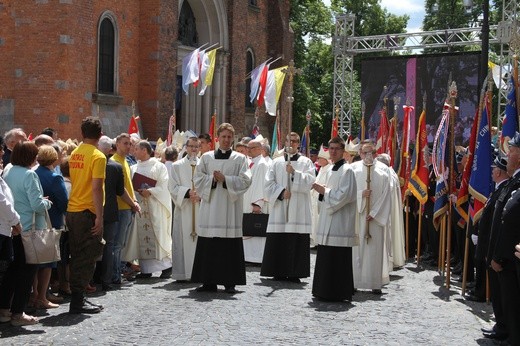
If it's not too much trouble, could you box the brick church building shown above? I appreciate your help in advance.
[0,0,293,140]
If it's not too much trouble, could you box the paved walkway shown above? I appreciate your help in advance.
[0,253,494,345]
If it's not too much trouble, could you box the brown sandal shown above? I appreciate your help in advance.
[11,313,39,327]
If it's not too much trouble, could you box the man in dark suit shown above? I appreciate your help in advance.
[485,132,520,345]
[94,136,139,291]
[466,157,509,335]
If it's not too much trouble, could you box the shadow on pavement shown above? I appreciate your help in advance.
[0,323,45,339]
[309,298,355,312]
[179,289,244,302]
[253,278,309,290]
[40,312,90,327]
[152,281,200,291]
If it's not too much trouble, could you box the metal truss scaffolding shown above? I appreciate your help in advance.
[332,0,520,138]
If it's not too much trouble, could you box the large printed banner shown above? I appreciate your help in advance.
[362,52,480,146]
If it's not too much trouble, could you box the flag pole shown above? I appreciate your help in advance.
[415,93,428,266]
[305,109,311,157]
[462,71,493,297]
[446,81,457,289]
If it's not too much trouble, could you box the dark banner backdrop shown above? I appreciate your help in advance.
[361,52,480,146]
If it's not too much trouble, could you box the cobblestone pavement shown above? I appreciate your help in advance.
[0,253,494,345]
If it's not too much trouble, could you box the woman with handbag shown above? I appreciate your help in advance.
[0,142,51,326]
[31,144,69,309]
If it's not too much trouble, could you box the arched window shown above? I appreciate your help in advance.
[98,16,116,94]
[246,50,255,108]
[179,0,199,47]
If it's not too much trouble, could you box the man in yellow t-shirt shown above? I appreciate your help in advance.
[66,117,106,314]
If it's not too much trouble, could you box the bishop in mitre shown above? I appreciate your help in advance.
[168,137,200,281]
[123,140,172,278]
[244,137,269,263]
[351,141,392,294]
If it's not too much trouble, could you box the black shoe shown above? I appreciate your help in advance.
[482,332,507,341]
[480,328,495,334]
[224,286,237,294]
[112,278,134,287]
[465,294,486,303]
[101,283,117,292]
[195,284,217,292]
[160,267,172,279]
[69,293,103,314]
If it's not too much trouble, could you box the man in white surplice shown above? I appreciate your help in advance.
[260,132,316,283]
[376,154,406,271]
[311,145,332,246]
[191,123,251,294]
[351,141,392,294]
[168,137,200,281]
[244,139,268,263]
[123,140,172,278]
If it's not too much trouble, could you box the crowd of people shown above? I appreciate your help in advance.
[0,117,520,344]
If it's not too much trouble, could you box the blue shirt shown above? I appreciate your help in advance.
[4,166,51,231]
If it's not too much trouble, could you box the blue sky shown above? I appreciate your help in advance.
[323,0,424,32]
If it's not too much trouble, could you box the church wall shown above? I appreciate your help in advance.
[0,0,288,140]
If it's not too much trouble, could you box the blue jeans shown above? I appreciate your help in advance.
[101,221,119,284]
[112,209,133,282]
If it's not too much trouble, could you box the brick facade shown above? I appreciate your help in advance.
[0,0,293,139]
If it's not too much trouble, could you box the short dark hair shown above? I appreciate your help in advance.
[164,145,179,161]
[81,117,102,139]
[199,133,211,143]
[11,142,38,167]
[40,127,58,137]
[329,137,345,149]
[60,156,70,178]
[137,139,153,156]
[217,123,235,136]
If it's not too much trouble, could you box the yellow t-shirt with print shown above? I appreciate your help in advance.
[111,153,135,210]
[67,143,107,213]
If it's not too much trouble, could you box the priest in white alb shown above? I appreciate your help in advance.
[260,132,316,283]
[123,140,172,278]
[312,137,359,301]
[168,137,200,281]
[351,141,392,294]
[244,139,268,263]
[191,123,251,294]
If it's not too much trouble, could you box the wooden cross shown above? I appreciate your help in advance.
[282,60,303,139]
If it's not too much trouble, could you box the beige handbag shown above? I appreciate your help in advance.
[22,210,61,264]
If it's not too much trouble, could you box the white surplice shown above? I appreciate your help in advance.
[311,164,332,246]
[243,155,269,263]
[169,156,199,280]
[351,161,392,289]
[316,163,359,247]
[195,149,251,238]
[123,157,172,273]
[265,155,316,235]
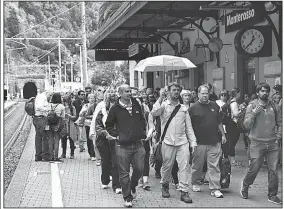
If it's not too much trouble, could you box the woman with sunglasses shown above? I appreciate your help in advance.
[95,91,122,194]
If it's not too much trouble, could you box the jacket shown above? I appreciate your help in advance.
[152,100,197,147]
[243,100,282,142]
[106,98,146,145]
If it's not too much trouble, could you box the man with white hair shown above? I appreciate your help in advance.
[152,82,197,203]
[105,84,146,207]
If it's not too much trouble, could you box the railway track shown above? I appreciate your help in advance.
[4,105,18,121]
[4,113,29,153]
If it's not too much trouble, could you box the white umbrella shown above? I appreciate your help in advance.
[133,55,196,72]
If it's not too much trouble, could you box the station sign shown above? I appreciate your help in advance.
[128,44,139,57]
[225,8,264,33]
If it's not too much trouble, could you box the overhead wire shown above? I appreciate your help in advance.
[11,3,80,38]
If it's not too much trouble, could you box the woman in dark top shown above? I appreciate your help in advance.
[95,91,122,194]
[85,94,101,163]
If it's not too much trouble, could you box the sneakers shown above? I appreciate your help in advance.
[155,172,162,179]
[240,182,249,199]
[115,188,122,194]
[268,196,282,205]
[59,154,66,159]
[96,160,101,166]
[123,200,132,208]
[142,181,151,190]
[174,184,180,191]
[192,185,201,192]
[201,178,209,185]
[211,189,224,198]
[162,184,171,198]
[180,191,192,203]
[131,189,137,199]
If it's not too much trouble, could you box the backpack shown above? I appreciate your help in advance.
[47,104,60,125]
[237,102,277,133]
[219,157,231,189]
[25,97,35,116]
[220,102,232,125]
[237,109,249,133]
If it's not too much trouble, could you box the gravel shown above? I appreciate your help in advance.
[3,116,32,194]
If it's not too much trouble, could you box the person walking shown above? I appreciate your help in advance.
[84,93,98,162]
[152,82,196,203]
[73,90,86,152]
[189,85,226,198]
[95,91,122,194]
[33,92,50,161]
[60,94,77,159]
[106,84,146,207]
[240,83,282,204]
[226,88,241,166]
[47,93,65,162]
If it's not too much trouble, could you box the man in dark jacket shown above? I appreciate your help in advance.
[73,90,86,152]
[106,84,146,207]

══════

Exercise brief
Shift every bounding-box coordinate by adding -29 to it, and write out everything from the line containing "If it's not too much trouble, could you box the black" down to the line containing "[69,293,103,314]", request line included. Cover only those lines.

Full output
If it's not too much trouble, could you box the black shoe shown above? I appreciate your help in advance.
[453,303,478,312]
[451,299,466,305]
[195,257,208,265]
[83,249,105,258]
[436,265,457,274]
[72,254,88,263]
[166,255,188,263]
[131,238,143,250]
[40,264,74,285]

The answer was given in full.